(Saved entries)

# # #

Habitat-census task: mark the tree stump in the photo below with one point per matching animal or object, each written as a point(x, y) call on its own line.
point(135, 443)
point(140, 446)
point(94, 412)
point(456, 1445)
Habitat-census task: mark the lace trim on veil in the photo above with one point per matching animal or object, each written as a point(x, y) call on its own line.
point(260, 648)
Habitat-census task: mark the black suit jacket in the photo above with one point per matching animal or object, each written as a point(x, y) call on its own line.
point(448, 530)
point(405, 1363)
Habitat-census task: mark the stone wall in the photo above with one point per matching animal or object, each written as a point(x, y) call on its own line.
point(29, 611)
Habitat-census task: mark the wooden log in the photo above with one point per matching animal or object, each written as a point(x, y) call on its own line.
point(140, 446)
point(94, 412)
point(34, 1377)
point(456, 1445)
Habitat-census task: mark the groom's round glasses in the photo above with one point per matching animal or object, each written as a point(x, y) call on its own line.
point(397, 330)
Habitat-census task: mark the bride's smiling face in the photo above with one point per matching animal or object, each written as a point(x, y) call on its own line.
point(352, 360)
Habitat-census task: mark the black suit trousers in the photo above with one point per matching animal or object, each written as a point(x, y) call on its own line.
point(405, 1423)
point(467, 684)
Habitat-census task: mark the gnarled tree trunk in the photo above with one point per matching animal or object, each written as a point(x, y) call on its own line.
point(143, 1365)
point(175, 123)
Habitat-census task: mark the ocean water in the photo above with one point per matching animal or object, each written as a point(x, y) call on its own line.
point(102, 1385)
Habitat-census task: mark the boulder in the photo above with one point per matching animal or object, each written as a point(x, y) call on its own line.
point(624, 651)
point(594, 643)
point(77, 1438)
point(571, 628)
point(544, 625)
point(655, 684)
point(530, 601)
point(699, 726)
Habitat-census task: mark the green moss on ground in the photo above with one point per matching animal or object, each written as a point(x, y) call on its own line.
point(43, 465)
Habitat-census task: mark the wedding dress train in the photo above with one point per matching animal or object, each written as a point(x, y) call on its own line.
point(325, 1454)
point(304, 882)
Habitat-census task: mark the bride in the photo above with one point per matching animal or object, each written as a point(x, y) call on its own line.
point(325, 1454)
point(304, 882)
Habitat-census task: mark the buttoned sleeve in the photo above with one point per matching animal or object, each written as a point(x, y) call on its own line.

# # #

■ GOAL OF THE EXERCISE ■
Please format the records above as a numbered list, leaving out any blank lines.

■ COMPLETE RESPONSE ■
1. Habitat-census task: mark the tree stump in the photo below with one point per matching animal or object, each written as a point(x, y) call on its own line.
2. point(135, 443)
3. point(140, 446)
4. point(94, 412)
5. point(456, 1445)
6. Habitat-census task: mark the lace trim on veil in the photo above with one point per matching animal or object, each written as a point(x, y) call on its own line.
7. point(260, 648)
8. Habitat-census task: mark the black suit jacket in the photo above with one point per matching animal or object, each written as a point(x, y) call on its own line.
9. point(448, 530)
10. point(405, 1363)
11. Habitat-census task: mark the stone wall in the photo above with one point per matching animal or object, each written as a point(x, y) call on its own line.
12. point(29, 611)
13. Habitat-census task: mark the wooden log in the photo above with one point per matching animal or object, each written as a point(x, y) call on its own line.
14. point(140, 446)
15. point(94, 412)
16. point(34, 1377)
17. point(456, 1445)
18. Habitat-census task: mark the groom's round glasses in the photo above with one point per matching animal or object, each written as a point(x, y) call on its own line.
19. point(397, 330)
20. Habitat-census task: mark the bride's smiling face in the photo above with one point per matching animal or object, each written as a point(x, y) call on its own line.
21. point(352, 360)
22. Habitat-census task: mark the black suit trousers in the photo above with one point per matching animal or object, each written as a point(x, y) call on its own line.
23. point(405, 1423)
24. point(467, 684)
25. Habitat-census task: mark the gnarled tree trunk in the photo above with one point per matching animal or object, each written as a point(x, y) call on its own line.
26. point(143, 1365)
27. point(175, 123)
28. Habitat-census task: mark the ocean water in the photo above with one point per matching animal or object, each written as a point(x, y) call on its own line.
29. point(102, 1385)
30. Habitat-census task: mark the boulder in the photo above with one point per matching animal or object, each written as a point(x, y) call on its own line.
31. point(624, 651)
32. point(594, 643)
33. point(77, 1438)
34. point(571, 628)
35. point(544, 625)
36. point(655, 684)
37. point(530, 601)
38. point(699, 726)
39. Habitat-census task: mark the green moss on ground in the photo above with one point per matching animal or object, each written as a point(x, y) call on its own line.
40. point(43, 465)
41. Habitat-census task: mark the wedding dress train in the photo above with one point per matching animal or object, each written as a point(x, y) call on its own line.
42. point(325, 1454)
43. point(304, 882)
44. Habitat-census task: mark the bride in the photo above with one point per matching animal or object, each written as a point(x, y) call on its own line.
45. point(325, 1454)
46. point(304, 882)
47. Habitat-census task: mark the buttoned sleeve in the photo above with one point per matching animal or object, each written as a point(x, y) call on its own line.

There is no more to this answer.